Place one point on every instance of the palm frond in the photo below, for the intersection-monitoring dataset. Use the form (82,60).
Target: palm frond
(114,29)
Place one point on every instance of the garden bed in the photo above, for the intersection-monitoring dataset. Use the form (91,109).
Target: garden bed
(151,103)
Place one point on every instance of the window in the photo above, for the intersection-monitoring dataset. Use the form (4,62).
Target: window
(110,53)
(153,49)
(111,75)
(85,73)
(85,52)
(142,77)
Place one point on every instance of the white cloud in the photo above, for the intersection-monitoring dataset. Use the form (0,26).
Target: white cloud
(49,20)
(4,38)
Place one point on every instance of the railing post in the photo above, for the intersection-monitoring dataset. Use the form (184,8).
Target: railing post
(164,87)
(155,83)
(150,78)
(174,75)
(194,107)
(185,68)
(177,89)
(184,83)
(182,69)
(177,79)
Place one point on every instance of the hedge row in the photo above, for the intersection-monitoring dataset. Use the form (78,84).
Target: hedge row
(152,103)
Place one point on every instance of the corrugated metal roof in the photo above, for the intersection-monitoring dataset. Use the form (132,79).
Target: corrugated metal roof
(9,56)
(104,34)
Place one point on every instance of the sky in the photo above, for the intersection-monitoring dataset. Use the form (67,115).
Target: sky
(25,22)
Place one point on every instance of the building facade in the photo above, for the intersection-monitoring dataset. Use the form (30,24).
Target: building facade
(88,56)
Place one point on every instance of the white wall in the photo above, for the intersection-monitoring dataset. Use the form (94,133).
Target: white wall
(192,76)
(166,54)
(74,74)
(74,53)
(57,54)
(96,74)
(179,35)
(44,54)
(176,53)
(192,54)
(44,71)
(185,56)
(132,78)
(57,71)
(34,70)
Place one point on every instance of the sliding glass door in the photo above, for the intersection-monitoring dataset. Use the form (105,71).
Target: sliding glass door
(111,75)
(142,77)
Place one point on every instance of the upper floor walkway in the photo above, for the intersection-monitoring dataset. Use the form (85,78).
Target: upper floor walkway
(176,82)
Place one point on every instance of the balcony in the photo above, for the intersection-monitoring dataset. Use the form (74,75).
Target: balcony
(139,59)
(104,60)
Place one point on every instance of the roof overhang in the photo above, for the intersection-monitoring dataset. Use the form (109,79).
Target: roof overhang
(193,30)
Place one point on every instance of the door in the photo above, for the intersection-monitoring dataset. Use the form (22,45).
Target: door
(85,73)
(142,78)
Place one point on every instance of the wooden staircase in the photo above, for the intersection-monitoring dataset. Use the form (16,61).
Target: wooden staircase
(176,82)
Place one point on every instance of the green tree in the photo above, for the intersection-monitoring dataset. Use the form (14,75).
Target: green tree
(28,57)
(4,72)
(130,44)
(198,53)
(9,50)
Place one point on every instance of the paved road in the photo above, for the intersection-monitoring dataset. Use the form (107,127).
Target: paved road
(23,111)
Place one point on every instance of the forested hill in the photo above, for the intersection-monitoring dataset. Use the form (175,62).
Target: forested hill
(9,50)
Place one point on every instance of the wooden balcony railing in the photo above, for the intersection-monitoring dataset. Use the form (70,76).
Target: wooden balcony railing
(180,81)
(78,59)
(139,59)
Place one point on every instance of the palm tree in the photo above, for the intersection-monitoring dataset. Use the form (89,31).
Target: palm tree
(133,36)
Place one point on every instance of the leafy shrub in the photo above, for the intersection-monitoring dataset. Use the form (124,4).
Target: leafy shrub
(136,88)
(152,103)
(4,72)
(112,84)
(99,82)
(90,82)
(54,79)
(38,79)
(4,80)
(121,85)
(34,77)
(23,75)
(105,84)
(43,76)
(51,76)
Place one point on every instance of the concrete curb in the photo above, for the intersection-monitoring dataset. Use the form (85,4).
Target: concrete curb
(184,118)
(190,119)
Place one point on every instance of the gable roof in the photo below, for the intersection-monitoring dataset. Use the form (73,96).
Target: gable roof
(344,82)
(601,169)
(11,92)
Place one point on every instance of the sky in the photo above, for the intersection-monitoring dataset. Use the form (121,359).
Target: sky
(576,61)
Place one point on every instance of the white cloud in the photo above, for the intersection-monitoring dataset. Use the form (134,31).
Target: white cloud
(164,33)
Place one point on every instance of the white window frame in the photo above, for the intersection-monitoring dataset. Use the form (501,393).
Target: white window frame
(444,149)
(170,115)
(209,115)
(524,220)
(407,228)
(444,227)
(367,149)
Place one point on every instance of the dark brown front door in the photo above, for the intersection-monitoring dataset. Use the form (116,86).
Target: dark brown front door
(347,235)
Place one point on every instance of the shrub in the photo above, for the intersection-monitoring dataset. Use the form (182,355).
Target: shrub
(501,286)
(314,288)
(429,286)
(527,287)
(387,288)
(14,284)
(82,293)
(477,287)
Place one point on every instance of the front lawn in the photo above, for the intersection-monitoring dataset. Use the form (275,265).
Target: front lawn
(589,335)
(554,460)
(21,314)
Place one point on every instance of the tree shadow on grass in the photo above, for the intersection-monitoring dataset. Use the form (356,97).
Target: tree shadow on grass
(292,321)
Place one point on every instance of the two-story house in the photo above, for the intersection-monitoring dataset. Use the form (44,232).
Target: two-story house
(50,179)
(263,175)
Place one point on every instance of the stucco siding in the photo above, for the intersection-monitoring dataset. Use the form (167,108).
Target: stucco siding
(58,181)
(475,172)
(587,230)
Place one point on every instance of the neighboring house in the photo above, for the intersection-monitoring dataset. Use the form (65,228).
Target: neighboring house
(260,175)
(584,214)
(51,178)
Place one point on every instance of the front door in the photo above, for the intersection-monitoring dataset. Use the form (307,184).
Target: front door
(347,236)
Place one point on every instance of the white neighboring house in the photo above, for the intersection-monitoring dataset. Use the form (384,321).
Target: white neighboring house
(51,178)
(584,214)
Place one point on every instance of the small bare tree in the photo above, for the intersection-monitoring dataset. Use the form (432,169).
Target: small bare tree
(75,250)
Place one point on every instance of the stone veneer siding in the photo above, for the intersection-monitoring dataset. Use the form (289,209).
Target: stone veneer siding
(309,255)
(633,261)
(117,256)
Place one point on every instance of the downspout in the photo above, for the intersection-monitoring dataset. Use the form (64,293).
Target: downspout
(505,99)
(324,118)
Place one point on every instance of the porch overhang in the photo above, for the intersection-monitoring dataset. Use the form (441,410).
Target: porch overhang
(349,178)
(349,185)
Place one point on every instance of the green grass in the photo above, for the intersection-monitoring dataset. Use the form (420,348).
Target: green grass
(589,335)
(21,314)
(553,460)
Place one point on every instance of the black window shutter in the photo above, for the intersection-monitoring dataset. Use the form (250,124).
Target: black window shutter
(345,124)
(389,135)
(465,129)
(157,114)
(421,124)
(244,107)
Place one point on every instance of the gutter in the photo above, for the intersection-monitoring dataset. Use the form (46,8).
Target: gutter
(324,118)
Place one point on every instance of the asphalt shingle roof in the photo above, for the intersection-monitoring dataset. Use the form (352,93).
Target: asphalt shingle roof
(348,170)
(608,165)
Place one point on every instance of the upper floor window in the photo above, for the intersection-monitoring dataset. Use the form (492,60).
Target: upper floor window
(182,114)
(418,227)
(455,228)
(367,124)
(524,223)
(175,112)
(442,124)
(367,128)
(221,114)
########################################
» **Exercise directions**
Copy out all of the lines above exactly.

» **Answer to this exercise**
Place one point on every instance of the palm frond in the photo below, for the intersection-monitoring dataset. Use the form (82,60).
Target: palm frond
(114,29)
Place one point on every instance of the garden bed in the photo above, for the intersection-monitoring dataset. Use the form (91,109).
Target: garden bed
(151,103)
Place one point on every instance of the window in the photo above, for the intersection-monitoring dataset. Use the form (4,62).
Target: window
(110,53)
(153,49)
(111,75)
(85,73)
(85,52)
(142,77)
Place one point on every instance of the white cloud in the photo above, for the intersection-monitoring dataset. Use the form (0,26).
Target: white cloud
(49,20)
(4,38)
Place one point on every instance of the railing post in the photo above, for the intersection-monitoring dataset. Use the form (184,8).
Target: railing post
(164,87)
(155,83)
(150,78)
(174,75)
(194,107)
(185,68)
(177,89)
(184,83)
(182,69)
(177,79)
Place one point on every instance of the hedge row in the photo above, for the intersection-monitoring dataset. Use the form (78,84).
Target: hedge row
(152,103)
Place one point on every instance of the corrugated metal roof in the photo above, for the intersection-monitoring dataset. Use the form (132,79).
Target: corrugated metal roof
(9,56)
(104,34)
Place one point on every instance of the sky in the photo above, for the intersection-monitoring dataset. Use the form (67,115).
Target: sky
(25,22)
Place one point on every instance of the building facade in the photo above, for the intersection-monitoring dataset. Use the form (30,24).
Target: building facade
(88,56)
Place one point on every instance of the white wall in the photo above, for the intersection-monitoring dataset. Use the form (94,133).
Target: white wall
(192,76)
(166,54)
(74,74)
(74,53)
(57,54)
(96,74)
(179,35)
(44,54)
(176,53)
(192,54)
(44,71)
(185,56)
(132,78)
(57,71)
(34,70)
Place one point on every instance of the sliding glass door in the photo above, for the intersection-monitoring dataset. Use the form (105,71).
Target: sliding glass door
(111,75)
(142,77)
Place one point on every instance of the upper floor walkway in the photo above, for the intersection-monitoring dataset. Use the form (85,78).
Target: upper floor walkway
(176,82)
Place one point on every instance of the balcony in the photo above, for the intersection-monitoring dataset. Use the form (74,75).
Target: balcony
(139,59)
(104,60)
Place one point on every instance of the roof overhang in the photo above, for the intersection-monitoring dataset. Use the form (109,79).
Target: roof overhang
(193,30)
Place one point on every instance of the door in the photo above, for the intersection-monitoring dataset. Use the form (22,45).
Target: door
(85,73)
(142,78)
Place one point on every instance of the wooden staircase in the photo above, for the intersection-monitoring dataset. Use the form (16,61).
Target: wooden staircase
(176,82)
Place one point on every instance of the green tree in the photo above, for the intersection-monitoring dataset. Use the form (14,75).
Target: green tree
(28,57)
(4,72)
(130,44)
(198,53)
(9,50)
Place one point on every instance of the paved road in the photo above, for the intersection-monitoring dataset. Use the form (107,127).
Target: paved road
(23,111)
Place one point on every instance of the forested hill in the photo above, for the intersection-monitoring dataset. Use the form (175,62).
Target: forested hill
(9,50)
Place one point on every instance of the wooden balcony railing in the photo above, for the intersection-monitoring dataset. Use the form (70,76).
Target: wooden balcony railing
(180,81)
(78,59)
(139,59)
Place one point on every instance of the palm tree in the photo above, for the intersection-monitoring dataset. Use the form (89,31).
Target: palm tree
(133,36)
Place one point on every instance of the leafy shrub in the photo above, for the intersection-monitoring dataset. Use the form (124,4).
Target: leafy shrub
(136,88)
(152,103)
(4,72)
(112,84)
(99,82)
(90,82)
(54,79)
(38,79)
(4,80)
(121,85)
(34,77)
(23,75)
(105,84)
(43,76)
(51,76)
Place one point on every instance of the concrete curb in the photo above, for the intersection-monitoring dataset. Use the form (85,4).
Target: concrete curb
(184,118)
(190,119)
Place one point on every instance of the gable roof in the photo below, for the intersection-monitoring dataset. Use the form (73,96).
Target: gable roof
(344,82)
(601,169)
(11,92)
Place one point on every instance of the sky in the photo above, for the intersection-monitoring dataset. Use the form (121,359).
Target: sky
(576,61)
Place one point on every instance of the white cloud in the photo above, for the intersection-monitoring dataset. Use the form (134,31).
Target: white cloud
(164,33)
Place one point on every instance of the white window frame in the photo above, for the intersection-monitoring dataset. Use the form (501,393).
Target: white window frame
(444,149)
(170,115)
(209,115)
(524,220)
(407,228)
(444,227)
(367,149)
Place one point on every instance of the dark brown front door in the photo above, for the intersection-monitoring dataset. Use the form (116,86).
Target: dark brown front door
(347,235)
Place one point on every instance of the shrub in the photo above, for the intersection-monitoring dataset. Use the form (182,355).
Target: shrub
(501,286)
(314,288)
(429,286)
(527,287)
(387,288)
(14,284)
(82,293)
(477,287)
Place one point on every instance of the front lawn in the photo above, for the intersection-monitoring dataset. Use the form (275,265).
Target: front lawn
(589,335)
(554,460)
(21,314)
Place one point on every instance of the tree shadow on grass in the photo above, for the intersection-monitoring dataset. Use the form (356,97).
Target: tree shadow on grass
(292,321)
Place one point on every instance of the two-story house in the photo above, for the intersection-monitoring dataset. Use the form (44,232).
Target: two-story house
(50,179)
(263,175)
Place one point on every instance of the stucco siding in the photo above, for the intersection-monitoring dataset. Use the form (167,108).
Target: stucco siding
(58,181)
(475,172)
(587,230)
Place one point on every instance of the neighboring house in the photo above, for the intersection-monitoring dataset. Use the form (65,228).
Target: neighboring house
(260,175)
(584,214)
(51,178)
Place one point on every instance of the front door in the photo above, for the intersection-monitoring dataset. Use the form (307,184).
Target: front door
(347,236)
Place one point on every instance of the white neighboring house in the photo above, for the intersection-monitoring dataset. Use the form (384,321).
Target: white neighboring house
(51,178)
(584,214)
Place one point on every instance of the small bare tree in the photo above, for the intersection-monitoring dataset. Use the form (432,169).
Target: small bare tree
(75,250)
Place one point on every instance of the stone veneer siding in the photo above, for the intersection-monitoring dataset. Use the form (289,209).
Target: stone veneer siding
(309,255)
(633,261)
(117,256)
Place one point on every instance of the downspout in the photo above, for the intersection-monitoring dataset. Use the form (64,293).
Target: downspout
(505,99)
(324,118)
Place one point on every instance of the porch overhang in the photo above, for the intersection-monitoring dataset. Use the form (441,410).
Target: porch overhang
(349,178)
(349,185)
Place one point on every instance of the green grass in the photo above, for the intersection-monitoring dataset. Use the form (420,348).
Target: green grass
(589,335)
(21,314)
(553,460)
Place one point on every instance of the black window shutter in the photo above, for the intersection-monitoring dataset. Use the form (250,124).
Target: black window shutter
(345,124)
(389,135)
(465,129)
(157,114)
(421,124)
(244,107)
Place one point on every instance of the gutter in the photo above, for the intersection-monitoring dataset. Use the form (46,8).
Target: gutter
(324,118)
Place one point on every instance of the asphalt shingle roof in the photo above, for the intersection-monitoring dataset. Use the form (352,93).
Target: asphalt shingle roof
(348,170)
(608,165)
Place one point on every instance of the upper floor window in the photo above, for the intersection-monitoring dataset. Use the form (492,60).
Target: upper floor window
(182,114)
(418,227)
(455,228)
(367,124)
(524,223)
(175,112)
(442,124)
(367,128)
(221,114)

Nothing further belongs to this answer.